_Gegeven tekst_:
Met de beloften leven (5)

De gelovigen zijn in Christus gezegend met een volheid van geestelijke zegeningen. (Ef. 1:3). God ziet eerst de Zoon van Zijn eeuwige liefde aan, voordat Hij iemand of iets anders aanziet. Er is niets wat goed en lieflijk is in Zijn ogen of het is lieflijk en goed in en door Zijn Zoon. Daarom, ieder die van God geliefd wordt, dankt dit geliefd-zijn door God aan Christus.

God heeft Christus eerst lief. Dan pas hebben wij Hem lief, omdat hij eerst ons lief heeft gehad.

Omdat Zijn werk is aanvaard, daarom worden allen die in Hem geloven door God aanvaard. Omdat Hij is vrijgesproken, worden zij vrijgesproken. Omdat Hij leeft, zullen zij leven.

Christus is de sleutel die het kabinet van Gods beloften opent. De beloften behoren toe aan allen die met Christus zijn verbonden, dat is: in Christus geloven. Dat geeft hun recht op Gods beloften, in geloofsverbondenheid met Christus.

Zolang we weigeren ons te bekeren en niet in Christus geloven, zijn we als de christenen te Efeze in hun eertijds: ‘Dat gij in die tijd waart zonder Christus, vervreemd van het burgerschap Israëls, en vreemdelingen van de verbonden der belofte, geen hoop hebbende, en zonder God in de wereld’(Ef. 2:12).

De Bijbelse kijk op de beloften van God benadrukt de noodzakelijkheid van een ware geloofsvereniging met Christus.

_Aangeleverde gegevens_:

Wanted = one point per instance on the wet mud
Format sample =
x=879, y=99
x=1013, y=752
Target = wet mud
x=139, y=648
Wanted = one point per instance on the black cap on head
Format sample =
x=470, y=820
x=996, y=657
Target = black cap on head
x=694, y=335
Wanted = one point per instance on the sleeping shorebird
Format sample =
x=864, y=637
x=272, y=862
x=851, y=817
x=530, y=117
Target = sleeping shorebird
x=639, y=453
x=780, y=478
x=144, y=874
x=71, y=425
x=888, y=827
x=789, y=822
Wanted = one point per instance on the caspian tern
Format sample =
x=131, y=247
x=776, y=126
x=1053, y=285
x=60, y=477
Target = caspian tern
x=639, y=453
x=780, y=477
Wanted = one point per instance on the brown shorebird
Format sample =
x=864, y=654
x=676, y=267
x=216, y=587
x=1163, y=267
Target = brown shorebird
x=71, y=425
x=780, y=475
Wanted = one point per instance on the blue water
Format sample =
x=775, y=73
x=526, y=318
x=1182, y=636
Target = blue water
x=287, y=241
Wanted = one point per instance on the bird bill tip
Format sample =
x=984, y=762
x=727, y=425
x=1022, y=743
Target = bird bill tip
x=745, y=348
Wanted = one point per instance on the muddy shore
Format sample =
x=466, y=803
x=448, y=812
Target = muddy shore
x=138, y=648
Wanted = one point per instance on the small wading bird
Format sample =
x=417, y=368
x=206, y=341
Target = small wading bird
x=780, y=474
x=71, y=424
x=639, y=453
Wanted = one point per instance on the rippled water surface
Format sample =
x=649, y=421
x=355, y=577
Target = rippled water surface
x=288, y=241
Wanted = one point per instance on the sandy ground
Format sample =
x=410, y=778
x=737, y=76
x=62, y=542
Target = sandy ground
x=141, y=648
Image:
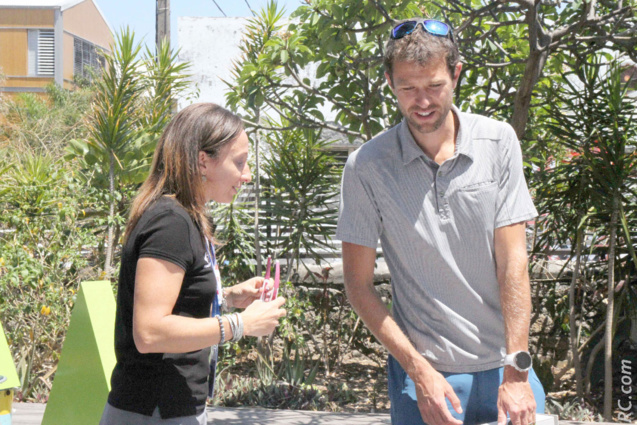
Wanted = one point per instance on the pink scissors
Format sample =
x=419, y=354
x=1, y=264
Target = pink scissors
x=267, y=276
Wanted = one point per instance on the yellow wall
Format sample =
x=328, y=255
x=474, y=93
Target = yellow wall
x=37, y=18
x=28, y=82
x=85, y=21
x=13, y=51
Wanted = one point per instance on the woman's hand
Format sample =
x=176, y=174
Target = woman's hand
x=245, y=293
x=260, y=318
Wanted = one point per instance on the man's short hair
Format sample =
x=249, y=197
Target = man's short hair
x=420, y=47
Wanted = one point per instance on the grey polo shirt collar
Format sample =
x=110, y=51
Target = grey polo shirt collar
x=410, y=150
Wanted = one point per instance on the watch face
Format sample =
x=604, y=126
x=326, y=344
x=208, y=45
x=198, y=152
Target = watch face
x=523, y=360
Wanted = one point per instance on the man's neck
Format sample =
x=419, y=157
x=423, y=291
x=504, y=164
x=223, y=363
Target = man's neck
x=439, y=145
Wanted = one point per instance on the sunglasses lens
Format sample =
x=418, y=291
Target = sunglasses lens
x=436, y=28
x=403, y=29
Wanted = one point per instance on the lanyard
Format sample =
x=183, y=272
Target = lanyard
x=218, y=299
x=215, y=311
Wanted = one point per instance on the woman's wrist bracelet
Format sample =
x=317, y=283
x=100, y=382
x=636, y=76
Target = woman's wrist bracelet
x=224, y=300
x=236, y=326
x=222, y=330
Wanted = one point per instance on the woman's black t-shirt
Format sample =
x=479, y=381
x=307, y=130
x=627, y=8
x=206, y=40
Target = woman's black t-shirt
x=176, y=383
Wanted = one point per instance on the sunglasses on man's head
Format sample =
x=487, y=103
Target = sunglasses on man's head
x=433, y=27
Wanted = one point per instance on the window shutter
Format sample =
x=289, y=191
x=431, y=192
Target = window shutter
x=32, y=54
x=46, y=53
x=77, y=57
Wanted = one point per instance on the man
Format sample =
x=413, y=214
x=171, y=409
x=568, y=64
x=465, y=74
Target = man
x=445, y=194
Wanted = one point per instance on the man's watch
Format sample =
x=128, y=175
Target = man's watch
x=520, y=360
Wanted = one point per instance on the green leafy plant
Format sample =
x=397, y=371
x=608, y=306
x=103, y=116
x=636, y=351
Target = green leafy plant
x=300, y=201
x=45, y=250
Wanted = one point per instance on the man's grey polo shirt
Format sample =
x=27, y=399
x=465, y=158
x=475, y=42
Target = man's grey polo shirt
x=436, y=226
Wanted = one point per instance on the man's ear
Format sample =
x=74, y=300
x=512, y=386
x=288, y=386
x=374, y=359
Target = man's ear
x=390, y=83
x=456, y=74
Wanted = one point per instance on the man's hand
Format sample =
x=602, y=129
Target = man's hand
x=431, y=390
x=516, y=397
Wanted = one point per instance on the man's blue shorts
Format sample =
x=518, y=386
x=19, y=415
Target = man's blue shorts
x=478, y=394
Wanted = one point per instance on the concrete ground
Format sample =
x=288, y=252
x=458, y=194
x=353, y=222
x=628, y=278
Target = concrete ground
x=32, y=413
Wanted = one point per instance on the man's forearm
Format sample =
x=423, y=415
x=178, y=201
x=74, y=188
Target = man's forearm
x=515, y=296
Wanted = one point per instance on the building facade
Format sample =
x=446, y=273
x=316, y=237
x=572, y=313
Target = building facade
x=46, y=41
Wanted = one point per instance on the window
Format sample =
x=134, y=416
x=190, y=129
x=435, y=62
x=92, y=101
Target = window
x=86, y=58
x=41, y=55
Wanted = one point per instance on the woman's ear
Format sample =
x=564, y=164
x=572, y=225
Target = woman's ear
x=202, y=160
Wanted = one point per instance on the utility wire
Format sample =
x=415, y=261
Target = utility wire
x=224, y=13
x=252, y=11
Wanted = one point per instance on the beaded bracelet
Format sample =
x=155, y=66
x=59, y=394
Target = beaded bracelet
x=222, y=329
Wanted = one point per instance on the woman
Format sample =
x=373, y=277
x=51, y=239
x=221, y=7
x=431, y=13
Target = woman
x=169, y=279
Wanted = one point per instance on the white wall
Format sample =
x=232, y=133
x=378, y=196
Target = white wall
x=210, y=45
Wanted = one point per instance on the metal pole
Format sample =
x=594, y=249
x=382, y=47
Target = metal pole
x=162, y=22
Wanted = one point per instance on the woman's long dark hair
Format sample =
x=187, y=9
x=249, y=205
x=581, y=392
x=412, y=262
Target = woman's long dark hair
x=175, y=170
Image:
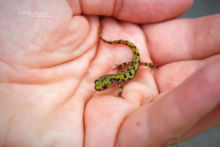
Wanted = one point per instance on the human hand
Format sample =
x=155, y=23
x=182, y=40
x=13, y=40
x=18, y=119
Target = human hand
x=49, y=62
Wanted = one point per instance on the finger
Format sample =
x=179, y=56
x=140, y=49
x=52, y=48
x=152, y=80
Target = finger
x=177, y=112
x=207, y=122
x=138, y=11
x=173, y=74
x=184, y=39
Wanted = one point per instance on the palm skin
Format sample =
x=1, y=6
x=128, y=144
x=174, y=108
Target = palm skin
x=49, y=62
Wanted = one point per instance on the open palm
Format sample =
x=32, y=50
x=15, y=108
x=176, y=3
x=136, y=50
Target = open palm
x=50, y=57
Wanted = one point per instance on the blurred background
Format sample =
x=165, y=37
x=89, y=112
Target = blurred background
x=210, y=138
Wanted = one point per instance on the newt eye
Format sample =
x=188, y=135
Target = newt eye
x=104, y=86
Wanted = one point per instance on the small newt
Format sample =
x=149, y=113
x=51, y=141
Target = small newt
x=127, y=74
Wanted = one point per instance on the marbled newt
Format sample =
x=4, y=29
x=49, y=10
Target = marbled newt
x=127, y=74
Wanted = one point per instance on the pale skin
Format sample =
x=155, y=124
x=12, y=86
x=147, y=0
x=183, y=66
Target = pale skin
x=50, y=57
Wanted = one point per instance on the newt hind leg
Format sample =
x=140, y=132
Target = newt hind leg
x=149, y=64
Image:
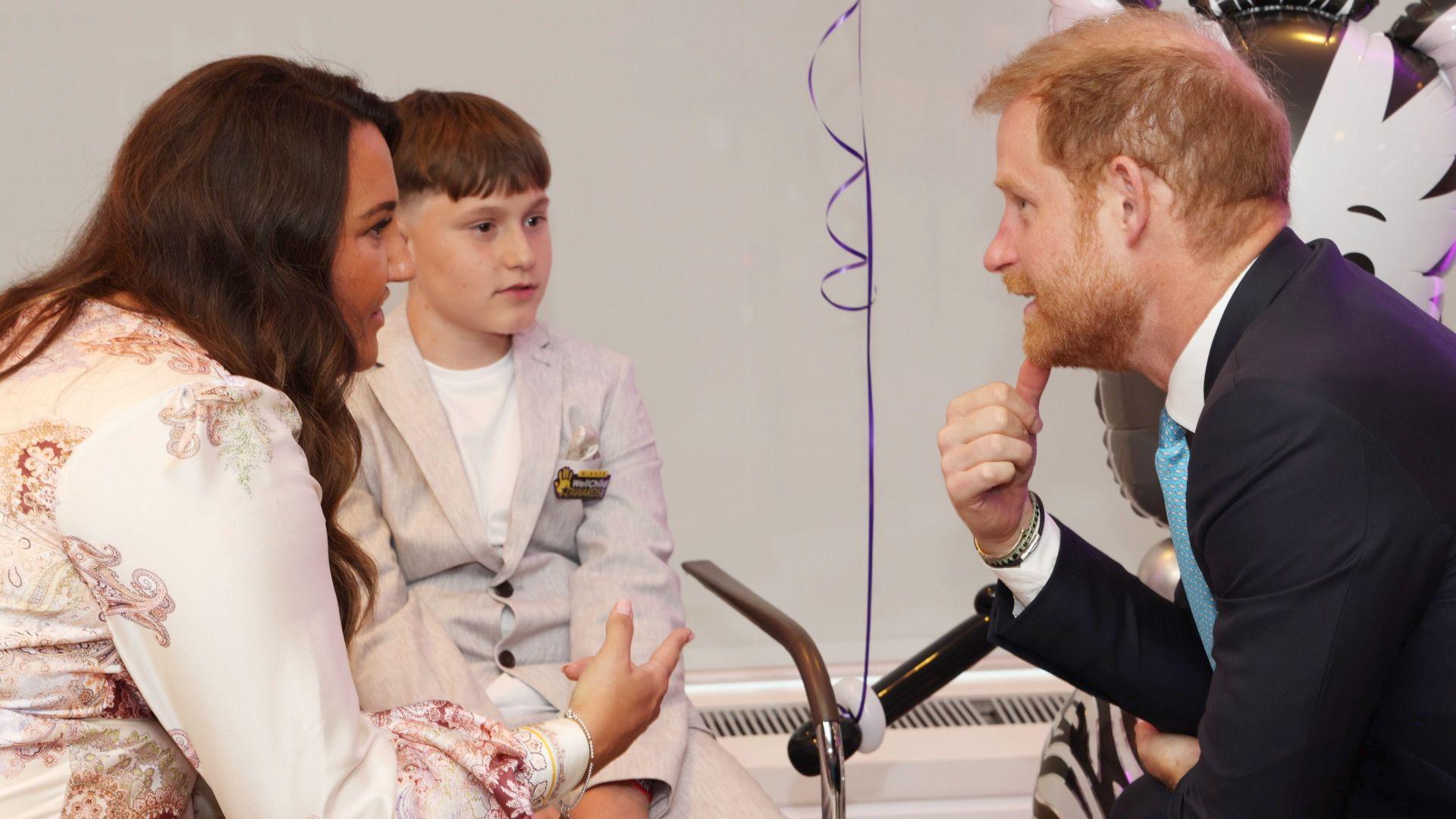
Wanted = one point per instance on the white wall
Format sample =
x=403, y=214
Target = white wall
x=688, y=215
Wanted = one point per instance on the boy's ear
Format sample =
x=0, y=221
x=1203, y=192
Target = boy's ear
x=402, y=221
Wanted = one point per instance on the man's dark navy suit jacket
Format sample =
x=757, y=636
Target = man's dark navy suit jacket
x=1321, y=506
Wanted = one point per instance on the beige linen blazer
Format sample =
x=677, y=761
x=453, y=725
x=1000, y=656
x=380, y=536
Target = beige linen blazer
x=436, y=632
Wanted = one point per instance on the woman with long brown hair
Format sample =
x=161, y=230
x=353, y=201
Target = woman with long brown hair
x=175, y=595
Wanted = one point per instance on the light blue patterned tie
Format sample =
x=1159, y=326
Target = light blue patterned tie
x=1172, y=474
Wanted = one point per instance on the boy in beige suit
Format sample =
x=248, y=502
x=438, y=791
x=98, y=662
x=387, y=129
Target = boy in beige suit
x=510, y=483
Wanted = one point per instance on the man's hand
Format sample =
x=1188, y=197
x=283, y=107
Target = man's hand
x=613, y=800
x=987, y=452
x=1165, y=755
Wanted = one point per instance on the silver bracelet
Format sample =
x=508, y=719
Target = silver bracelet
x=592, y=763
x=1025, y=542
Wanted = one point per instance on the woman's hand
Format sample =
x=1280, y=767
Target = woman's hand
x=615, y=698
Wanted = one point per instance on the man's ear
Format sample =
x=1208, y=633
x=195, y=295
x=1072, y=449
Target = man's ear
x=1130, y=193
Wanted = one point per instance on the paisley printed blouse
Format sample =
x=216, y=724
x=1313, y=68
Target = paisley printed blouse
x=166, y=611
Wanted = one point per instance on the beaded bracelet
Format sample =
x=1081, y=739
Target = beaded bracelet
x=1028, y=538
x=592, y=763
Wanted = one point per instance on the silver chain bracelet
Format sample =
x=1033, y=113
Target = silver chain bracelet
x=592, y=763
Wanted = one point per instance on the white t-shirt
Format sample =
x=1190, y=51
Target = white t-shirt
x=485, y=420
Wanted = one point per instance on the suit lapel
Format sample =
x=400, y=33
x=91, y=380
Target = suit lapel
x=402, y=387
x=541, y=400
x=1269, y=276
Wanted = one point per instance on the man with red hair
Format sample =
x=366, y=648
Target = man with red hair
x=1304, y=452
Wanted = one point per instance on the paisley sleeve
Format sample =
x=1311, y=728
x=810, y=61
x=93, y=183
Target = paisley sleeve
x=197, y=525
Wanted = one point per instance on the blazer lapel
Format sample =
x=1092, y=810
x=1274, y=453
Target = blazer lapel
x=541, y=400
x=403, y=390
x=1270, y=273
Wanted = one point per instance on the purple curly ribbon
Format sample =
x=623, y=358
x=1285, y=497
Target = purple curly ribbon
x=865, y=260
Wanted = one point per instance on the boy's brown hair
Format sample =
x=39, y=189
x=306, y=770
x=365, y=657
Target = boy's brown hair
x=466, y=145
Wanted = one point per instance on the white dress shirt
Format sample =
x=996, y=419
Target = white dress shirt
x=1184, y=404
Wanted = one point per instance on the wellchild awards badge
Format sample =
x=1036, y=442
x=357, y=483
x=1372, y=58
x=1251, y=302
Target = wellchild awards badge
x=588, y=484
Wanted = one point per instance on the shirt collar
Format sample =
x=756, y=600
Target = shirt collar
x=1185, y=382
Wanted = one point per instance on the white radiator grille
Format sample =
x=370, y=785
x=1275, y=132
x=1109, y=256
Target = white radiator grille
x=935, y=713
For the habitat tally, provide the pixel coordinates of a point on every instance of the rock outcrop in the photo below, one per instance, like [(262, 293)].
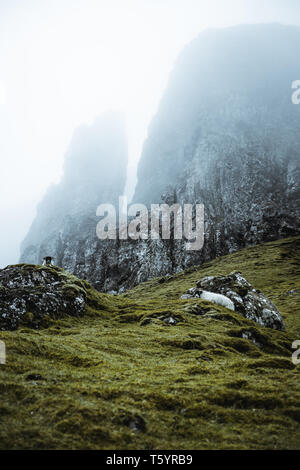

_Opdrachten_:
1. Wat is volgens de tekst over Gods beloften de sleutel die het kabinet van Gods beloften opent?
2. Vervang in de tekst over Gods beloften, van "God heeft Christus" tot en met "zullen zij leven.", elke keer "vrijgesproken" door "gerechtvaardigd" en schrijf dat gedeelte zo uit.
3. Schrijf de tekst over Gods beloften verder vanaf het punt waar die ophoudt.
De lijst speelt hierbij geen enkele rol.

_Gegeven antwoorden_:
1. Christus is die sleutel.

2.
God heeft Christus eerst lief. Dan pas hebben wij Hem lief, omdat hij eerst ons lief heeft gehad.

Omdat Zijn werk is aanvaard, daarom worden allen die in Hem geloven door God aanvaard. Omdat Hij is gerechtvaardigd, worden zij gerechtvaardigd. Omdat Hij leeft, zullen zij leven.

3.
Wilt u recht op de zegeningen ontvangen waarvan Gods beloften spreken? Geloof dan in Jezus Christus! Met niets minder mogen we ons tevreden stellen. Calvijn, Institutie,III.1.1: En dan moeten we het in de eerste plaats ervoor houden dat alles wat Christus voor de zaligheid van het menselijk geslacht geleden en gedaan heeft, nutteloos voor ons is en van geen enkel belang, zolang Hij buiten ons is en wij van Hem gescheiden zijn. Om ons te laten delen in hetgeen Hij van de Vader ontvangen heeft, moet Hij dus de onze worden en in ons wonen.

De mate en de kracht van het geloof dat ons met Christus verenigt, is verschillend. Paulus was met een sterk en verzekerd geloof aan Christus verbonden. Hij kon zeggen: ‘Want ik weet, Wien ik geloofd heb, en ik ben verzekerd, dat Hij machtig is mijn pand, bij Hem weggelegd, te bewaren tot die dag’(2Tim. 1:12).

De bloedvloeiende vrouw kon niet verder komen dan te overleggen in haar hart: ‘Indien ik alleenlijk Zijn kleed aanraak, zo zal ik gezond worden’(Mat. 9:21). Maar ook het schuchtere geloof van deze vrouw bewerkte even zeker een vereniging met Christus als het sterke en verzekerde geloof van Paulus. Ook een zwakke hand kan een aalmoes aannemen.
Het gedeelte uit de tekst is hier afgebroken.